REQUIREMENTS:
• 1. Answer these questions using the excerpt on tracking how people use their devices:
(a) Besides a computer glitch, what might a disappearing mouse cursor be?
(b) What position does Jennifer Lynch hold?
(c) What have cyberthieves obtained?
• 2. Decide whether each statement agrees with the excerpt on tracking how people use their devices:
(a) People being watched can see the data collection.
(b) Most companies tell users when their taps and swipes are tracked.
(c) Some companies use the technology only to weed out automated attacks and suspicious transactions.

══ EXCERPT PROVIDED

When you are browsing a website and the mouse cursor disappears, it might be a computer glitch — or it might be a deliberate test to find out who you are.

The way you press, scroll and type on a phone screen or keyboard can be as unique as your fingerprints or facial features.

To fight fraud, a growing number of banks and merchants are tracking the physical movements of visitors to their websites as they use these websites and apps.

Some use the technology only to weed out automated attacks and suspicious transactions, but others are going significantly further, amassing tens of millions of profiles that can identify customers by how they touch, hold and tap their devices.

The data collection is invisible to those being watched. Using sensors in your phone or code on websites, companies can gather thousands of data points, known as "behavioural biometrics," to help prove whether a digital user is actually the person she claims to be.

To security officials, the technology is a powerful safeguard. Major data breaches are a near-daily occurrence. Cyberthieves have obtained billions of passwords and other sensitive personal information, which can be used to steal from customers' bank and shopping accounts and fraudulently open new ones.

Privacy advocates view the biometric tools as potentially troubling, partly because few companies disclose to users when and how their taps and swipes are being tracked.

"What we have seen across the board with technology is that the more data that's collected by companies, the more they will try to find uses for that data," said Jennifer Lynch, a senior lawyer for the Electronic Frontier Foundation.

"It's a very small leap from using this to detect fraud to using this to learn very private information about you."

════
══ DATASET CONTENT

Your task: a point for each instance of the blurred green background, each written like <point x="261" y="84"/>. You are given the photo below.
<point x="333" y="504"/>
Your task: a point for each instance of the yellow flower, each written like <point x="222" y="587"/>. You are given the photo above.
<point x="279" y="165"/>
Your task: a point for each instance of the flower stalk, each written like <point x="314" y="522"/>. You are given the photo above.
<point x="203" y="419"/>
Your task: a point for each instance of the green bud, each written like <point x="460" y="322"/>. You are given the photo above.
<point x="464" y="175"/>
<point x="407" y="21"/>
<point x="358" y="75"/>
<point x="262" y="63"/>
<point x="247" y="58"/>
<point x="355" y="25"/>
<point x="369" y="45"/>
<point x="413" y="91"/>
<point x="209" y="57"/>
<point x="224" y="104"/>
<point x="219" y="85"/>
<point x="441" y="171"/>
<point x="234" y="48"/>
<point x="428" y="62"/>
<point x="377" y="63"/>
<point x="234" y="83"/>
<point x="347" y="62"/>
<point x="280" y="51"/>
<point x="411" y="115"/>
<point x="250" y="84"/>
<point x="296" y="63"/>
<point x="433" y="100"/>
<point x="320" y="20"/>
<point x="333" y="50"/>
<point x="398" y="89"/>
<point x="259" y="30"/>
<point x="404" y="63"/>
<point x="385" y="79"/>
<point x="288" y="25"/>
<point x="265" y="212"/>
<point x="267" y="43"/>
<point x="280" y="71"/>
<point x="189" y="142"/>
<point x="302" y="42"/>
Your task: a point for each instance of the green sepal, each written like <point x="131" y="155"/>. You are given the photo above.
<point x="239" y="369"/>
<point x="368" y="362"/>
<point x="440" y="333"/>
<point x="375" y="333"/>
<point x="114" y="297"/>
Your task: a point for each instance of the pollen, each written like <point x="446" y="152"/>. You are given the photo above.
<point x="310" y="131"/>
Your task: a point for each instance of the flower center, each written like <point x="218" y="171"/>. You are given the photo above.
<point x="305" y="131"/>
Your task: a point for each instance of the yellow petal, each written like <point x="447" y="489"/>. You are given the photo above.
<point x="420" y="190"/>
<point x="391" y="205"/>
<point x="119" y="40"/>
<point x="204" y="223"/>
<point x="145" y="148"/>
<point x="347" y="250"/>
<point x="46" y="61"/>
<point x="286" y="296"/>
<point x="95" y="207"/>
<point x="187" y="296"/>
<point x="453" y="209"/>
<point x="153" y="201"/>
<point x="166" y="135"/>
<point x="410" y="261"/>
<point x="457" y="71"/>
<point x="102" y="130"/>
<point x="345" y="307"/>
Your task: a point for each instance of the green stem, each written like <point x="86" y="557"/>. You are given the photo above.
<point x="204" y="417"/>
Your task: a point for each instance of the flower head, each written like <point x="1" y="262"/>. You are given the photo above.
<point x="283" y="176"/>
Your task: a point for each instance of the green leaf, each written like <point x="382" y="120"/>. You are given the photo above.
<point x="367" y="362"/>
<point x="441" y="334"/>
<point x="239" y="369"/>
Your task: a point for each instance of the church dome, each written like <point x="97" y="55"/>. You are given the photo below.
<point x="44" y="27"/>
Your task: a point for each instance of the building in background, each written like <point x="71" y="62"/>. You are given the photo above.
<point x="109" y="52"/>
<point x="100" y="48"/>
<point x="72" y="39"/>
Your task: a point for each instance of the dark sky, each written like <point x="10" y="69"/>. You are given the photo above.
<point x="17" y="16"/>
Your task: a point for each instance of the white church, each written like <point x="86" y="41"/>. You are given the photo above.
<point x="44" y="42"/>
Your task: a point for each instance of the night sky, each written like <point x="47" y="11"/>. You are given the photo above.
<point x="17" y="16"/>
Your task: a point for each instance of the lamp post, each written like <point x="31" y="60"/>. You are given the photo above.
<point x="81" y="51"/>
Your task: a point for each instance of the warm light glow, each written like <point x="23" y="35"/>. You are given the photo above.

════

ANSWERS IN ORDER:
• 1.
(a) A deliberate test to find out who you are.
(b) She is a senior lawyer for the Electronic Frontier Foundation.
(c) Billions of passwords and other sensitive personal information.

• 2.
(a) No: "The data collection is invisible to those being watched."
(b) No: "few companies disclose to users when and how their taps and swipes are being tracked."
(c) Yes: "Some use the technology only to weed out automated attacks and suspicious transactions."